## EXERCISES TO COMPLETE
A - In the small hydropower abstract, reproduce word for word the stretch from "Sustainability 2018, 10(5), 1662;" through "Sustainability and Applications)".
B - Condense the paragraph of the small hydropower abstract that begins "Small hydropower is a renewable" into a short bulleted list that keeps its main facts.
C - Carry the small hydropower abstract forward from its last sentence.

## PASSAGE PROVIDED
Sustainability 2018, 10(5), 1662; https://doi.org/10.3390/su10051662
Submission received: 31 March 2018 / Revised: 4 May 2018 / Accepted: 7 May 2018 / Published: 21 May 2018
(This article belongs to the Section Environmental Sustainability and Applications)

Abstract

:
Small hydropower is a renewable energy technology that is used for electricity generation worldwide, but still has potential for further development. However, during the installation of small hydropower, the ecological impacts of the power plants need to be thoroughly investigated. In addressing the challenges of energy production and minimizing the environmental impacts of small hydropower installation and operation, this study has applied an ecohydraulic model to investigate river hydrodynamics, hydromorphology, habitat, and the population impacts of small hydropower, and presented the Mum River as a case study. Two scenarios were implemented in this research to simulate the hydrodynamic, sedimentation, habitat, and population status in order to assess the potential effects caused by the TUM plant. At the Mum River, two scenarios were proposed: the TUM plant was not considered in scenario S1, but was considered in scenario S2. The model results for scenario S2 indicated that the habitat was suitable for fish species living in the Mum River, with fish population numbers between 4.6 × 103 and 6.6 × 103. The S2 results indicated that the impacts of the TUM plant were negligible when compared with S1. Although the impact of the TUM plant on the Mum River is relatively large when the discharge is high (19 m3/s), calculations based on stable flow shows that the TUM plant could function well on the river ecosystem when the discharge is low or at normal rates. Therefore, this study shows that the TUM plant would be a good option to meet the needs of energy generation whilst having a minimal impact on river habitats and changes in fish species population in similar small rivers and streams.

## RAW DATA
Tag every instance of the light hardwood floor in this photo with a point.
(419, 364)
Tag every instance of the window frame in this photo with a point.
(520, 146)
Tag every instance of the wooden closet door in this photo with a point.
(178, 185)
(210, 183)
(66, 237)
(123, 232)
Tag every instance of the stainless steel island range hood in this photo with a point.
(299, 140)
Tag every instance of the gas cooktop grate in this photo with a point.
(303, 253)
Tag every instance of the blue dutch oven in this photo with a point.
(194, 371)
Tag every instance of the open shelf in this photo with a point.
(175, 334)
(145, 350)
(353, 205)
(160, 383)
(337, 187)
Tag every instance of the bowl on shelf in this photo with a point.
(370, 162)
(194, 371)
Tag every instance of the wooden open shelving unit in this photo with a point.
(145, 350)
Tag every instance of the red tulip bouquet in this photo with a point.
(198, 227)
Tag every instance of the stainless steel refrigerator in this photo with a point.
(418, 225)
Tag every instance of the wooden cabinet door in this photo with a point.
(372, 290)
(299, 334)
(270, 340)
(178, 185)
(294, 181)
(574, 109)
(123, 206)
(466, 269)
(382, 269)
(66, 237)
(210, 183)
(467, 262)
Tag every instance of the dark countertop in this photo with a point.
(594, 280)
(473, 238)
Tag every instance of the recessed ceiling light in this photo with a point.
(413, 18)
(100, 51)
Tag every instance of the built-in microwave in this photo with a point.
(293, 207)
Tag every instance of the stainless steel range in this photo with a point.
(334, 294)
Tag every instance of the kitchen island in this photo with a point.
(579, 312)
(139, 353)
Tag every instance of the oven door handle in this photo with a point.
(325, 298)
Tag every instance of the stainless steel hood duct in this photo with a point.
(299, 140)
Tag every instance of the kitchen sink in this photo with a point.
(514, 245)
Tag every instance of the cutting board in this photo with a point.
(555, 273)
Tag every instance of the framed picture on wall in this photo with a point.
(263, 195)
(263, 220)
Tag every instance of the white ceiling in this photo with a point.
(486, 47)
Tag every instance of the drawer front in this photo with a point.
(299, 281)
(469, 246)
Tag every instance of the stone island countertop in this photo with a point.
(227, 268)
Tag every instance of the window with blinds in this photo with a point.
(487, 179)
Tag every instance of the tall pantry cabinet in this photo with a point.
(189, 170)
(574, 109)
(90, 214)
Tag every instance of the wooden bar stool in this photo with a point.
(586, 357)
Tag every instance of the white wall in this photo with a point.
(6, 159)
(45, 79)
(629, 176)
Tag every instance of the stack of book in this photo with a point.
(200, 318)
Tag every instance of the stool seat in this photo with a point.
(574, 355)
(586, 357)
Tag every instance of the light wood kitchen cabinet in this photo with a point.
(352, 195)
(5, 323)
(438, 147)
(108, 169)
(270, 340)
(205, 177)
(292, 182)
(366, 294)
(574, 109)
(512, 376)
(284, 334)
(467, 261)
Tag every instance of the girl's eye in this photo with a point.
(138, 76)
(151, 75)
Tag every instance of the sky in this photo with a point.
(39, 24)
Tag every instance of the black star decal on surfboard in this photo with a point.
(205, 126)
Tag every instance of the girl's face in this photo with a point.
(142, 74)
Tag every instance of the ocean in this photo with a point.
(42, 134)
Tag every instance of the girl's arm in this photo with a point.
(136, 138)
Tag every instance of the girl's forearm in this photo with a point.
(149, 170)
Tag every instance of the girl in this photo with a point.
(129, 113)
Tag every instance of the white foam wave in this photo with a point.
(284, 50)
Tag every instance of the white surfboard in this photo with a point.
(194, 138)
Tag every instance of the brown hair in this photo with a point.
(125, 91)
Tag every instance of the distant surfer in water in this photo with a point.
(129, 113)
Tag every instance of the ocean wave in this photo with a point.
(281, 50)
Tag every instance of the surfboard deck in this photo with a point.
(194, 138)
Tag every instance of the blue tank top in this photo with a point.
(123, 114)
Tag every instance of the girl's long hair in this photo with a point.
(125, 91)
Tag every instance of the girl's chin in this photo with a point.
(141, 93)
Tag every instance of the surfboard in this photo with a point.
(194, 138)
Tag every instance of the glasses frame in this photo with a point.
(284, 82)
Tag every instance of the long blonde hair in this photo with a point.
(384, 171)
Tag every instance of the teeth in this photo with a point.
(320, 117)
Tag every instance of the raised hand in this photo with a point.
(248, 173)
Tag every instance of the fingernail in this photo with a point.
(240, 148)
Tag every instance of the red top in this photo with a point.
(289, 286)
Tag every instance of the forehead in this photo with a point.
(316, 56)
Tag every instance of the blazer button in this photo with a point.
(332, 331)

## SOLVED PROBLEMS
A -
Sustainability 2018, 10(5), 1662; https://doi.org/10.3390/su10051662
Submission received: 31 March 2018 / Revised: 4 May 2018 / Accepted: 7 May 2018 / Published: 21 May 2018
(This article belongs to the Section Environmental Sustainability and Applications)

B -
- Small hydropower is a renewable technology used worldwide for electricity, with room for further development, but its ecological impacts need thorough study during installation.
- The study applied an ecohydraulic model to river hydrodynamics, hydromorphology, habitat and population impacts, using the Mum River as a case study.
- Two scenarios were simulated: S1 without the TUM plant and S2 with it.
- Under S2, the habitat stayed suitable for the river's fish species, and the plant's impacts were negligible compared with S1.
- The plant's impact is relatively large at high discharge, but at low or normal flow it could function well within the river ecosystem.
- The study concludes that the TUM plant would be a good option for meeting energy needs with minimal effect on habitats and fish populations in similar small rivers and streams.

C -
Graphical Abstract

1. Introduction

Currently, hydropower sources play a significant role in meeting the global energy demand. Compared with wind and solar energy, hydropower is the top-ranking renewable source used to produce electricity [1,2,3,4]. Hydropower electricity represents 13.2% of the total electricity generated in the European Union [5] and 17% of the total electricity generated in China [6]. In many other countries, the proportion of hydropower energy output exceeds 20% [7,8]. However, large-scale hydropower has often been considered ecologically unfriendly [9]. Similar to large-scale hydropower plants, small-scale power plants are also well-developed, reliable, flexible in operation, easy to maintain, and financially competitive [10,11,12,13]. With growing energy demand, small hydropower has experienced a rapid development in Europe and the United States, and has the potential for further expansion, especially in emerging economies [13,14]. For example, small hydropower contributed over 40 GW of world capacity in 2000; in 2011, its potential was more than 1000 GW, and it is expected to increase a further 1400 GW in 2020 [15,16]. China alone developed more than 59 GW in 2011, and accounted for 55.3% of the hydropower sources [16]. There are numerous studies and evaluations of large-scale hydropower plants’ impact river and fish ecosystems [17]. However, how small hydropower plants impact the fish ecosystem also needs to be investigated in detail. This paper focuses on the development of an ecohydraulic model to assess the ecological impact of one specific type of small-scale shaft power plant on river ecosystems.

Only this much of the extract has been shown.